Airport Security and transportation of all the baby gear (and the baby!!)

Going to England, we had no problem with two bottles of milk and two icepacks. Coming back, Heathrow confiscated the icepacks. This seems to be rather random as the regulations seem to always be in flux and subject to interpretation by the individuals doing the screening. Suffice it to say, we had normal sized bottles of milk and no problems. I also had diaper cream and baby Advil and had no problems with either.

To get around in the airport, and then to our apartment in the London using the Underground, this is how we arranged all the gear!!

+===+

## TASK REQUIREMENTS:
Please explain, in one to three sentences, why the text's writer thinks Heathrow's confiscation of the icepacks seems random. Use only the text for this one.

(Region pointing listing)
+===+

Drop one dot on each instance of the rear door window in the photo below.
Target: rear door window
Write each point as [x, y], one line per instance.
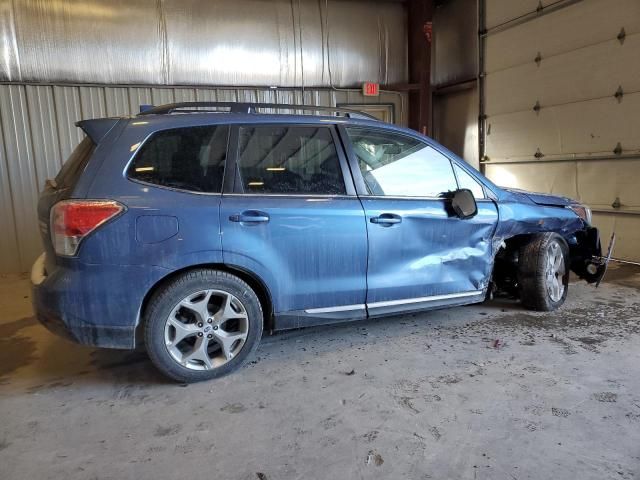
[75, 164]
[191, 159]
[295, 160]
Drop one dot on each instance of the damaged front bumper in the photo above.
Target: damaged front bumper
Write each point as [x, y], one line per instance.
[587, 260]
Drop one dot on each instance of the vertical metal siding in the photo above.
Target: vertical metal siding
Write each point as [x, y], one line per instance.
[38, 132]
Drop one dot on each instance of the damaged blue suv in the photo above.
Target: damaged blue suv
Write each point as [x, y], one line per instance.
[194, 227]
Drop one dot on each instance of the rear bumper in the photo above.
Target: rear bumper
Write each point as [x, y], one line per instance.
[96, 305]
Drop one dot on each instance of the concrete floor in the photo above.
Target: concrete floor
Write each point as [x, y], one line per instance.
[483, 392]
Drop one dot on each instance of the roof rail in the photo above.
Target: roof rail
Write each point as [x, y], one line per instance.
[239, 107]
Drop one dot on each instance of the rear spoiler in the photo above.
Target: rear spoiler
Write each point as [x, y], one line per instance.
[98, 128]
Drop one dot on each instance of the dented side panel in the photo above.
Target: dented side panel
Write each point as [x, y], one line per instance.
[430, 252]
[520, 216]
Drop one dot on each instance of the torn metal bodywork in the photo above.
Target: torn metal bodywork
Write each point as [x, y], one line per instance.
[523, 214]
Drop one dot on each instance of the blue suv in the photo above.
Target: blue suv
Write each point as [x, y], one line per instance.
[194, 227]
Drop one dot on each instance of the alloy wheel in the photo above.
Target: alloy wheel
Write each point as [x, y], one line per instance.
[555, 272]
[206, 329]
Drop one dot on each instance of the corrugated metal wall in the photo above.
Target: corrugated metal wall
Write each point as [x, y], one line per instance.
[454, 71]
[37, 133]
[288, 43]
[554, 122]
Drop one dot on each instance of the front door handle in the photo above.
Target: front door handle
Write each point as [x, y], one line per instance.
[250, 216]
[386, 219]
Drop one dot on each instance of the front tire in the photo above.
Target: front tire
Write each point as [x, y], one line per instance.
[543, 272]
[203, 324]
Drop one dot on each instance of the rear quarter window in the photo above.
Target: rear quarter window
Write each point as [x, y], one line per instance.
[190, 159]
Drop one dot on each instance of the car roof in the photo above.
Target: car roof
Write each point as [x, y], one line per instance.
[187, 119]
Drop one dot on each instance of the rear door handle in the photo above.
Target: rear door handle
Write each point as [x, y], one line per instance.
[386, 219]
[250, 216]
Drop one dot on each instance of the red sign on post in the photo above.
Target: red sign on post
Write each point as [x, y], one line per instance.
[370, 89]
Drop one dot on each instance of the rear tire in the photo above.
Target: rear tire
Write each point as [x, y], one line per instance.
[202, 325]
[543, 272]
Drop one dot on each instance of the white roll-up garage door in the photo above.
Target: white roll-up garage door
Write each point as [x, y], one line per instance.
[562, 99]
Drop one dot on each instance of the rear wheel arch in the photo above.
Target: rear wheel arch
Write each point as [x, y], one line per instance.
[253, 280]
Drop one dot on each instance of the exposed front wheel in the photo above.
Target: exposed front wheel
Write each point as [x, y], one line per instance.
[204, 324]
[543, 272]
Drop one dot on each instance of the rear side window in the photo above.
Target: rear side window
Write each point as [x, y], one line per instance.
[75, 164]
[289, 160]
[190, 159]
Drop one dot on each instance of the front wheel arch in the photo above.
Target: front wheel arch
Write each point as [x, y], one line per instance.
[533, 271]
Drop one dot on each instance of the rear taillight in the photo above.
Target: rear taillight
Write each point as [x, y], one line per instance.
[72, 220]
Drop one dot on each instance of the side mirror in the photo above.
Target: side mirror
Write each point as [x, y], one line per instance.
[464, 203]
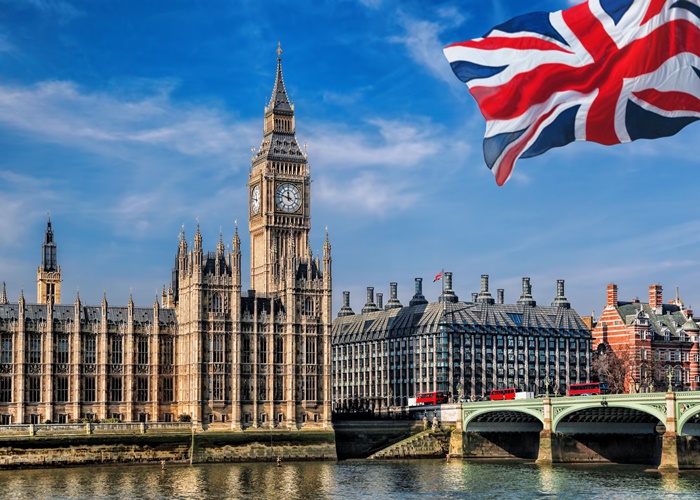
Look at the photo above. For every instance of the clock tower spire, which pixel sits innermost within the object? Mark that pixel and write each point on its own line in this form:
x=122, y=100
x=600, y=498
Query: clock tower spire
x=279, y=194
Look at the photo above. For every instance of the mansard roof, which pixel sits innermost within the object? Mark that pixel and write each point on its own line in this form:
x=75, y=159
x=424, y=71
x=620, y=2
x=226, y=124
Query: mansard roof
x=671, y=317
x=463, y=317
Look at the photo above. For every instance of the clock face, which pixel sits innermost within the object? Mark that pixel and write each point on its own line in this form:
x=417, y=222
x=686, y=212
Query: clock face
x=288, y=197
x=255, y=200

+===+

## RESULT FOR THIS TASK:
The writer sees it as random because the regulations seem to always be in flux. They also appear to be subject to interpretation by the individuals doing the screening. The icepacks had caused no problem on the way to England.